The only acceptable output is every entry, printed exactly.

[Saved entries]
::::::
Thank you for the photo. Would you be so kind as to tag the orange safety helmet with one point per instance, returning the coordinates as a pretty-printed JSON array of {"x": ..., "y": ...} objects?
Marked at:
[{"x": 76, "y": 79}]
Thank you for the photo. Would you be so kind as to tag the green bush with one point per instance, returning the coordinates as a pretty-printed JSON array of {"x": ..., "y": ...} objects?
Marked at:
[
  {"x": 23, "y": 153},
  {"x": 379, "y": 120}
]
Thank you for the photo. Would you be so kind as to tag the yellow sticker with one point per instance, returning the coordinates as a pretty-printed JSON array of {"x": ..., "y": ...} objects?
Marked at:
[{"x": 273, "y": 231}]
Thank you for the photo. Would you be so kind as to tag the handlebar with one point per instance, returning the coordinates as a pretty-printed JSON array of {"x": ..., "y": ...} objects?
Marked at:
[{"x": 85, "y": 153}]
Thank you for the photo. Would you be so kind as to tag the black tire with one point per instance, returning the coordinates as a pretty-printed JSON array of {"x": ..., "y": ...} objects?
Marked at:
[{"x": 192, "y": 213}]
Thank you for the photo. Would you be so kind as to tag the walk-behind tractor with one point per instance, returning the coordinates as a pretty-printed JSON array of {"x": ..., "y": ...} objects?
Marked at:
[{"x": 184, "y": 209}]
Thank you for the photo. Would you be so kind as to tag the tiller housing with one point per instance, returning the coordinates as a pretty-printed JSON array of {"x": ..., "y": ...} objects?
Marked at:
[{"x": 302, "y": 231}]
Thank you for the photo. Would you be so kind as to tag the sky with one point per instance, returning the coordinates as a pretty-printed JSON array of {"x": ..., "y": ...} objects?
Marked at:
::::::
Exercise answer:
Thank you for the photo. Would you be so kind as to tag the orange safety helmet with one point per instance, returning the coordinates as a pretty-printed JSON array of {"x": ..., "y": ...} objects?
Marked at:
[{"x": 76, "y": 79}]
Thank you for the photo. Would you be so kind as to tag the green bush with one point per instance, returning the coordinates as a pretty-printed JSON array of {"x": ..., "y": ...} objects?
Marked at:
[
  {"x": 23, "y": 153},
  {"x": 379, "y": 120}
]
Thank you for the photo. Would you be so kind as to tag the yellow sticker with one point per instance, returning the coordinates as a pretty-printed JSON array of {"x": ..., "y": ...} objects?
Marked at:
[{"x": 273, "y": 231}]
Thank you for the photo. Would you be so kind as to tag the handlebar with one point per instance, returning the coordinates as a pretty-printed JSON array of {"x": ..., "y": ...} objects?
Marked at:
[{"x": 85, "y": 153}]
Thank you for the photo. Would you be so kind as to tag the black tire with one point per instance, returning the coordinates as a pretty-printed JSON array of {"x": ..., "y": ...} objects?
Marked at:
[{"x": 192, "y": 213}]
Thank you for the photo. Would you be so kind as to tag the walk-behind tractor with one point per instance, returning the coordinates as a pretty-printed JSON array of {"x": ..., "y": ...} objects?
Marked at:
[{"x": 184, "y": 209}]
Thank you for the photo. Would you be so kind as to tag the tiller housing with one point per instance, returning the coordinates as a pretty-printed JSON array of {"x": ..., "y": ...} objects?
Marked at:
[{"x": 302, "y": 231}]
Thank you for the photo. Would you be so kind as to tag the sky with one point per instance, returning the coordinates as a pretty-printed JSON array of {"x": ..., "y": ...} objects?
Marked at:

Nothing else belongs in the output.